#### Data

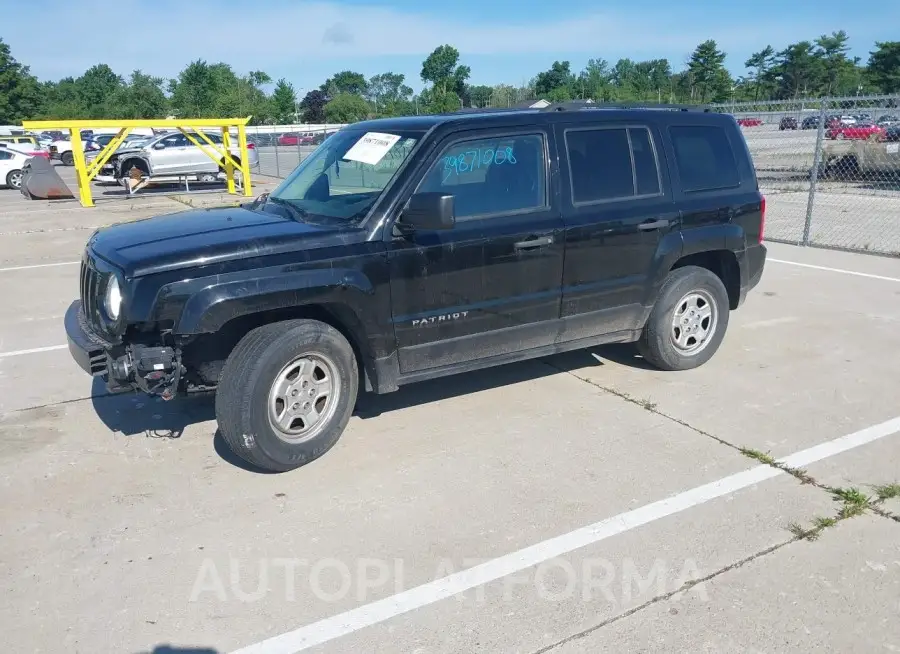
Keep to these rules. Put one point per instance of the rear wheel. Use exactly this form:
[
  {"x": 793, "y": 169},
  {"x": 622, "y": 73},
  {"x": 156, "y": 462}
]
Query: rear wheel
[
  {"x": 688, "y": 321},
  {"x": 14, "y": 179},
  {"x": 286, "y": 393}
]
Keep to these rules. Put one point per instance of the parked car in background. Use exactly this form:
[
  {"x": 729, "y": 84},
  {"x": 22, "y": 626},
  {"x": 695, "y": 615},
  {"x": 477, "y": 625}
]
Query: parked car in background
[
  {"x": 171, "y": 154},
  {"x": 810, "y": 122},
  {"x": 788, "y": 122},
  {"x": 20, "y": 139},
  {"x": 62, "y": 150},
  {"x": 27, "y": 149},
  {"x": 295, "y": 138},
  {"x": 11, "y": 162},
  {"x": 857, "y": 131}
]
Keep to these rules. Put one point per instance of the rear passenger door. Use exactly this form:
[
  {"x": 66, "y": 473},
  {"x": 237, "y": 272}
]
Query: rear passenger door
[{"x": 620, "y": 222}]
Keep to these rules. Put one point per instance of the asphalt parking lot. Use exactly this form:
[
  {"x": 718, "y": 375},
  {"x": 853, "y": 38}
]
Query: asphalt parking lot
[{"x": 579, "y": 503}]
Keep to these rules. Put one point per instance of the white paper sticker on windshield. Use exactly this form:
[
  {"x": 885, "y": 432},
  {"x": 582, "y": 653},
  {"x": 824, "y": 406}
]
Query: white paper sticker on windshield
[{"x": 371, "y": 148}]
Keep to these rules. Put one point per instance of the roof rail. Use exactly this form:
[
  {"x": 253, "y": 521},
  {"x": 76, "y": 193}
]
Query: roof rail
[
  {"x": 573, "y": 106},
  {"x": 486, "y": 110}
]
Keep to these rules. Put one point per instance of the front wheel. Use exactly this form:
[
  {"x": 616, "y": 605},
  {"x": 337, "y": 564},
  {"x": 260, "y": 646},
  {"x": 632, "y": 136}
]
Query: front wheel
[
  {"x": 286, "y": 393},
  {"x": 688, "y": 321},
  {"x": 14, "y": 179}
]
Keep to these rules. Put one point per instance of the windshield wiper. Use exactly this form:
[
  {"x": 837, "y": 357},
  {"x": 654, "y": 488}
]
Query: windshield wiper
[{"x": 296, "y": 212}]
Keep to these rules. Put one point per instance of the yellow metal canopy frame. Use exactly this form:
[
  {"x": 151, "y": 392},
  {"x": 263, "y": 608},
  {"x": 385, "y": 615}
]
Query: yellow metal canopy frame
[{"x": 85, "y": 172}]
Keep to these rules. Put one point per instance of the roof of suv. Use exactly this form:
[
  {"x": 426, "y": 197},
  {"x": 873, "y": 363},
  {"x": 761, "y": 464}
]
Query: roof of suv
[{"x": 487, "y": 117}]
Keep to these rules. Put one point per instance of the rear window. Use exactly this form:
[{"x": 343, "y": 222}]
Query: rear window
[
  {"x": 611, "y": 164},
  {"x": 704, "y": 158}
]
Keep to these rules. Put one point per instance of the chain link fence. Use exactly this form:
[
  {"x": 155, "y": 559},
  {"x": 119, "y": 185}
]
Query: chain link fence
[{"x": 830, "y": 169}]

########

| Directions for this task |
No pictures belong in the copy. Transcribe every entry exactly.

| Result |
Keep to these rules. Put one point per instance of the rear wheel. Use exactly this form:
[
  {"x": 793, "y": 169},
  {"x": 622, "y": 73},
  {"x": 156, "y": 462}
]
Query: rear wheel
[
  {"x": 688, "y": 321},
  {"x": 14, "y": 179},
  {"x": 286, "y": 393}
]
Keep to these rules. Put one point per instance of the parked car in background. Use exactly this form:
[
  {"x": 729, "y": 84},
  {"x": 22, "y": 626},
  {"x": 695, "y": 615},
  {"x": 477, "y": 625}
]
Query: parked car in background
[
  {"x": 171, "y": 154},
  {"x": 810, "y": 122},
  {"x": 788, "y": 122},
  {"x": 20, "y": 139},
  {"x": 62, "y": 150},
  {"x": 27, "y": 149},
  {"x": 295, "y": 138},
  {"x": 11, "y": 162},
  {"x": 857, "y": 131}
]
Keep to these rules. Put one point per instance of the rear passenger door. Use exactly this form:
[
  {"x": 66, "y": 473},
  {"x": 237, "y": 272}
]
Query: rear passenger door
[{"x": 620, "y": 222}]
Keep to these rules. Put one point per instance of the asphalt parking lot. Use exactly this form:
[
  {"x": 718, "y": 375},
  {"x": 853, "y": 38}
]
Query: asphalt parking lot
[{"x": 579, "y": 503}]
Keep to these rules. Put one point per instance of the white paper sticker on windshield. Use exactly this form:
[
  {"x": 885, "y": 432},
  {"x": 582, "y": 653},
  {"x": 824, "y": 406}
]
Query: white paper sticker on windshield
[{"x": 371, "y": 148}]
Keep to these rules. Put one point per instance of the roof rail. Use exactly this form:
[
  {"x": 253, "y": 521},
  {"x": 76, "y": 193}
]
Query: roof rail
[
  {"x": 573, "y": 106},
  {"x": 486, "y": 110}
]
Keep to these rules. Put one point per instance of the front wheel. Use exactly this form:
[
  {"x": 616, "y": 605},
  {"x": 337, "y": 564},
  {"x": 260, "y": 646},
  {"x": 632, "y": 136}
]
Query: front wheel
[
  {"x": 286, "y": 393},
  {"x": 688, "y": 321},
  {"x": 14, "y": 179}
]
Keep to these rules. Put one point per instance of the windshield wiper. Use exactly this form:
[
  {"x": 837, "y": 357},
  {"x": 654, "y": 488}
]
Query: windshield wiper
[{"x": 296, "y": 212}]
Keep to these rules. Put one point per instance of the yellow metal canopy frame. Use exactly this form:
[
  {"x": 151, "y": 392},
  {"x": 263, "y": 608},
  {"x": 385, "y": 615}
]
Query: yellow metal canopy frame
[{"x": 85, "y": 172}]
Keep to these rules. Put one point per instance of the roof of suv. Use exactly this form:
[
  {"x": 426, "y": 197},
  {"x": 873, "y": 363},
  {"x": 761, "y": 464}
]
Query: roof of suv
[{"x": 487, "y": 117}]
Keep to these rules. Put one point per instance of the rear window. Use exactly this form:
[{"x": 343, "y": 222}]
Query: rear window
[
  {"x": 611, "y": 164},
  {"x": 704, "y": 158}
]
Keep to these rules. Put one point per instance of the chain link fence. Use exactly this form:
[
  {"x": 155, "y": 559},
  {"x": 119, "y": 185}
]
Query: chain link fence
[{"x": 830, "y": 169}]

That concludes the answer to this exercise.